::: PAGE EXCERPT

The nice thing about these motors is that they burn for a fairly long time, up to about 10 seconds, with a constant amount of thrust. That thrust varies considerably from one charcoal to another, in my past experiences.
Below is a shot of a motor that I carefully sliced in half with a hacksaw, outdoors. You can see how solidly the fuel packs when dampened just a bit, with no separation between fuel increments. You can also see how the top of the nozzle is shaped to direct the flow of the burning gasses smoothly out of the hole.
End Burner Rocket Motor
End burning motors are useful for more than just rockets, though. They can be used as short duration gerbs (fountains, pronounced like the first part of "gerbil"), or as drivers on wheels or girandolas (horizontal flying wheels). When I want metal sparks in the motor's exhaust, I add 6% fine ferro-titanium or spherical titanium powder to the fuel.
End Burning Gerbs with Ferro-Titanium in Them
(Photos by Nancy Stewart)
Girandola and Wheel, Using End Burner Drivers
(Photo on right by Mike Hrnciar)
The methods for making end-burner rocket motors are very similar to the ones for making regular gerbs and less powerful wheel drivers. Those devices typically are made on a larger diameter spindle, and their fuels are less powerful than the rocket motors.
After milling, I add 1-3% water by weight to my mill-dust fuel, and screen it in well, to minimize dust during the ramming process, and to produce a very hard, solid fuel grain. Most folks do not dampen their fuel prior to making rockets. Some just use the mill-dust as-is. Some dampen it, then granulate it through a screen and then allow the granules to dry, thereby cutting down on the dust.
During the dampening process, I find a bit of difference when it comes to how much moisture each type of fuel needs to dampen it a bit. The willow and commercial hardwood mill dusts each required 1.5% or so....Whereas the other 3 charcoals required about twice as much water to achieve the same degree of moisturization. I know the fuel has enough water in it when it stops being dusty and free-flowing.
I press my motors in standard, 7.5" long 1 lb. (3/4" ID) rocket tubes. If I am using full-strength, hot black powder I use strong-walled tubes from New England Paper Tubes. These tubes are very strong and resist side burn-through. For weaker powder, I can use Skylighter's standard 1 lb. rocket tubes. During the pressing I find that each motor requires 3 oz. of fuel for all the charcoal mill dusts, except the whitewood charcoal, which only needed 2.75 oz. of fuel to fill the tube.
Here's a quickie tutorial on pressing end-burning motors. We covered Making Nozzle Mix in Skylighter Fireworks Tips #89. Here are some end-burner spindles and rammers, from Steve LaDuke and Rich Wolter (wolterpyrotools.com).
Tools for Ramming End-Burning Motors
The tapered-end rammer with the hole in it is for pressing the nozzle, and the flat end rammer is used to press the fuel.

::::::
::: GIVEN ENTRIES

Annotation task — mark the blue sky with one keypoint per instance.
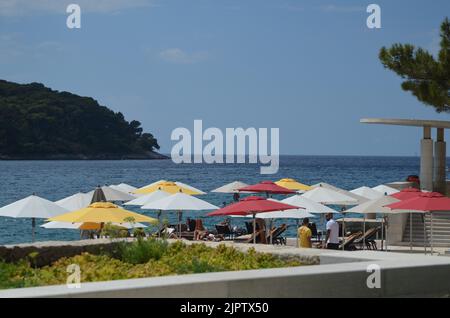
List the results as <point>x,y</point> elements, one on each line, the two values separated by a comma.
<point>307,67</point>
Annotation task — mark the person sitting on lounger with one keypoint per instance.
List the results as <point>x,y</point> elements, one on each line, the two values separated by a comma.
<point>200,232</point>
<point>332,238</point>
<point>304,235</point>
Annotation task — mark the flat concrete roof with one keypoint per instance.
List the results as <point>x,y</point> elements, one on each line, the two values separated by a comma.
<point>407,122</point>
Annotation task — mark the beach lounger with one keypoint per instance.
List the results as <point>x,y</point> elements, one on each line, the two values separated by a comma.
<point>225,230</point>
<point>368,238</point>
<point>248,238</point>
<point>349,242</point>
<point>276,235</point>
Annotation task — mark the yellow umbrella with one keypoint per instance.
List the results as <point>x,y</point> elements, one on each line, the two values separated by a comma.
<point>167,186</point>
<point>293,184</point>
<point>102,212</point>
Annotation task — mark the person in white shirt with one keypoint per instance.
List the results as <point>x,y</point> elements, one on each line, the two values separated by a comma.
<point>332,238</point>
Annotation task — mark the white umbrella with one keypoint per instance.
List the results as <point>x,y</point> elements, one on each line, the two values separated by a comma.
<point>187,186</point>
<point>385,189</point>
<point>308,205</point>
<point>180,202</point>
<point>76,201</point>
<point>367,192</point>
<point>114,195</point>
<point>75,226</point>
<point>329,196</point>
<point>148,198</point>
<point>153,183</point>
<point>359,199</point>
<point>124,187</point>
<point>180,184</point>
<point>230,187</point>
<point>374,206</point>
<point>32,207</point>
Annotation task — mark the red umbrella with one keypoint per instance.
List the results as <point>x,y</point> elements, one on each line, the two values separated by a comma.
<point>426,202</point>
<point>251,206</point>
<point>406,194</point>
<point>266,187</point>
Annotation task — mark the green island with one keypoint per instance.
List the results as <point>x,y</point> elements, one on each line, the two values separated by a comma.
<point>37,122</point>
<point>140,259</point>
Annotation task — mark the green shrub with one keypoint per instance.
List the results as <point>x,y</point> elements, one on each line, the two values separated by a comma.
<point>142,258</point>
<point>141,251</point>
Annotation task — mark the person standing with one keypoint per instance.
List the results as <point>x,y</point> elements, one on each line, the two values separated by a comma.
<point>332,238</point>
<point>304,235</point>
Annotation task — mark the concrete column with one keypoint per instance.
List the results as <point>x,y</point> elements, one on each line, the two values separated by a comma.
<point>439,184</point>
<point>426,160</point>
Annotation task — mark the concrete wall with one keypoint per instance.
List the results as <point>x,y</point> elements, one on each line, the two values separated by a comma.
<point>396,227</point>
<point>49,252</point>
<point>344,275</point>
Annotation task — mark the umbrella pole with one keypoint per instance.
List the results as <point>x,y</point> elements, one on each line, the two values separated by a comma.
<point>410,232</point>
<point>179,225</point>
<point>270,229</point>
<point>424,235</point>
<point>385,234</point>
<point>431,214</point>
<point>254,228</point>
<point>364,235</point>
<point>343,231</point>
<point>33,228</point>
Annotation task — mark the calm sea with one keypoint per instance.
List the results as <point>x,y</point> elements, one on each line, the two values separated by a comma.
<point>57,179</point>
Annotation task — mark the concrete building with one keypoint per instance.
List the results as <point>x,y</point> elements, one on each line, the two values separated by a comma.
<point>432,178</point>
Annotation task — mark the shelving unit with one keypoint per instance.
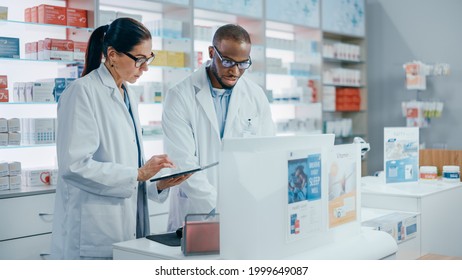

::::::

_THE TASKS_
1 – From the end-burner rocket motor excerpt, reproduce the passage between "Girandola and Wheel, Using" and "the rocket motors.", inclusive.
2 – According to the end-burner rocket motor excerpt, how much fuel did the whitewood charcoal need to fill the tube?

_SOLUTIONS FOR EACH TASK_
1 –
Girandola and Wheel, Using End Burner Drivers
(Photo on right by Mike Hrnciar)
The methods for making end-burner rocket motors are very similar to the ones for making regular gerbs and less powerful wheel drivers. Those devices typically are made on a larger diameter spindle, and their fuels are less powerful than the rocket motors.

2 – 2.75 oz.